INFORMATION GIVEN START

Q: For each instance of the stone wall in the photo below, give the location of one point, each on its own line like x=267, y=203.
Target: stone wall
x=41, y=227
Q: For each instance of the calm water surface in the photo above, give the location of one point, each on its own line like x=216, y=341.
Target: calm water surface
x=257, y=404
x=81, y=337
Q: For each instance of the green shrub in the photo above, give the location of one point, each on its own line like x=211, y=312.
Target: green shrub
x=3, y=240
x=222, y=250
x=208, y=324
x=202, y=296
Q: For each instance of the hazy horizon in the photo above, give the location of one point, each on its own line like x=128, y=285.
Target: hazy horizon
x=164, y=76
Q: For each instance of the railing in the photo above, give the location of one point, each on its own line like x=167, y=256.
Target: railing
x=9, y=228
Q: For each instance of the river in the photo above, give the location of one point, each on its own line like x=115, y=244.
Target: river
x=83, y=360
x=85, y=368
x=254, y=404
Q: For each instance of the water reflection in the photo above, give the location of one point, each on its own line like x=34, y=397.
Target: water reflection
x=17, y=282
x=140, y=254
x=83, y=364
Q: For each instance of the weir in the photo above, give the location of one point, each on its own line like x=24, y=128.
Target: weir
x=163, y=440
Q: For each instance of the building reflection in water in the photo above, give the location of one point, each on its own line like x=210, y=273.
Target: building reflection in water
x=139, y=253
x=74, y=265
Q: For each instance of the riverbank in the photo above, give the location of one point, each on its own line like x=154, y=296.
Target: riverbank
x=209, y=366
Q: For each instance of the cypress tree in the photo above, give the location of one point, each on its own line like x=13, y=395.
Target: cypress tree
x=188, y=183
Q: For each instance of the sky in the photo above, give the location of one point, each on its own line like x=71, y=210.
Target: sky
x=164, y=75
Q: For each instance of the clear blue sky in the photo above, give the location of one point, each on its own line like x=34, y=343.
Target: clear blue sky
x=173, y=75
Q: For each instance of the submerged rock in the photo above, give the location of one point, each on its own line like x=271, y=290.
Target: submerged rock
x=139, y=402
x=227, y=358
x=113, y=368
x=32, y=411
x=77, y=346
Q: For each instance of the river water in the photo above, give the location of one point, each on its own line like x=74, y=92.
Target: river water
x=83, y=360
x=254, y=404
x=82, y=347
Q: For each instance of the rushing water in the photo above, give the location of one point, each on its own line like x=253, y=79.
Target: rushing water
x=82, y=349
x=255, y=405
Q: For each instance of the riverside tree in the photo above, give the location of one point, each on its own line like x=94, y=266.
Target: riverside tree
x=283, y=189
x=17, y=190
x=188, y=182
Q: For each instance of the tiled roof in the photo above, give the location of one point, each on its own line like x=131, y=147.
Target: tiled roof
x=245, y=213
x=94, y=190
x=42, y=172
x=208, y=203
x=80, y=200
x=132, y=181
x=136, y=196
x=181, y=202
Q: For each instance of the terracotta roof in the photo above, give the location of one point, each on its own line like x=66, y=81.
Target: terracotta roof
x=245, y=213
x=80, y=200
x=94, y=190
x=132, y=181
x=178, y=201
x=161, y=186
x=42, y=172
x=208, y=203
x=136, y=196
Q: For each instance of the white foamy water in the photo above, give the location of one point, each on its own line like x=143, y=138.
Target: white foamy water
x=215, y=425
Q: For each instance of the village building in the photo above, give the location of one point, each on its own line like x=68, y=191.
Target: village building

INFORMATION GIVEN END

» **AIM OF THE EXERCISE**
Word for word, repeat the records above.

» **ANSWER SECTION**
Q: For each instance of the stone wall in the photo below, give the location of one point, each on its own line like x=267, y=203.
Target: stone wall
x=41, y=227
Q: For each instance of the calm water surface in the photo above, give the location of one point, each on its own line like x=216, y=341.
Target: calm water surface
x=257, y=404
x=81, y=337
Q: For each instance of the green shrub in the photo above, give the location of one point, each on its own line like x=211, y=312.
Target: green shrub
x=3, y=240
x=222, y=250
x=208, y=324
x=202, y=296
Q: For each instance of the hazy horizon in the photo above, give the location of one point, each on its own line like x=128, y=285.
Target: hazy horizon
x=164, y=76
Q: For each instance of the railing in the photo above, give the location of one point, each on its own line like x=167, y=256.
Target: railing
x=9, y=228
Q: For each instance of the river in the photo above, give the location of one point, each on its own line like x=115, y=244.
Target: river
x=83, y=360
x=85, y=368
x=254, y=404
Q: For each instance of the water reflection in the photo above, give the location of one point, each on its own line like x=34, y=397.
Target: water reflection
x=17, y=282
x=140, y=254
x=83, y=364
Q: For each instance of the weir in the photo above, give the location of one point, each on its own line like x=24, y=128.
Target: weir
x=163, y=440
Q: For each instance of the building reflection in water in the photo above, give the location of one point, each on its own line like x=210, y=273.
Target: building reflection in water
x=139, y=253
x=74, y=265
Q: For each instance of the riverbank in the photo above, give the location of one point, each on its own line like x=154, y=296.
Target: riverbank
x=209, y=366
Q: For each instance of the cypress tree in the photo above, give the location of one point, each on its own line like x=13, y=395.
Target: cypress tree
x=188, y=183
Q: For each instance of the sky in the photo above, give the location of one point, each on its own line like x=71, y=210.
Target: sky
x=164, y=75
Q: For each instance of the clear blue sky in the photo above, give the location of one point, each on its own line like x=34, y=343.
Target: clear blue sky
x=173, y=75
Q: For each instance of the submerged rock in the photo above, give the location of one point, each on its own line like x=271, y=290.
Target: submerged rock
x=139, y=402
x=227, y=358
x=113, y=368
x=32, y=411
x=77, y=346
Q: For each instance of the river water in the photo above, give the location of one point, each on its own line like x=74, y=92.
Target: river water
x=83, y=360
x=254, y=404
x=82, y=347
Q: For each instance of the rushing water in the photo above, give the location of one point, each on its own line like x=253, y=79.
Target: rushing water
x=82, y=349
x=255, y=405
Q: For each instance of the riverside tree in the photo above, give the location of one point, each on its own line like x=94, y=266.
Target: riverside tree
x=283, y=189
x=17, y=190
x=188, y=182
Q: For each instance of the tiled roof in the photo above, give the location of one point, each on its own line like x=131, y=147.
Target: tiled roof
x=245, y=213
x=94, y=190
x=42, y=172
x=208, y=203
x=80, y=200
x=132, y=181
x=136, y=196
x=181, y=202
Q: For each instance of the terracotta roof in the photo above, give the location of one point, each on its own line like x=66, y=81.
Target: terracotta roof
x=245, y=213
x=80, y=200
x=94, y=190
x=132, y=181
x=178, y=201
x=161, y=186
x=42, y=172
x=208, y=203
x=136, y=196
Q: For each instance of the white foamy water in the photo above, give the location of one point, each on its own line like x=143, y=138.
Target: white foamy water
x=215, y=425
Q: For each instance of the village building in the photo above, give the location of one point, each on its own line like x=68, y=191.
Target: village building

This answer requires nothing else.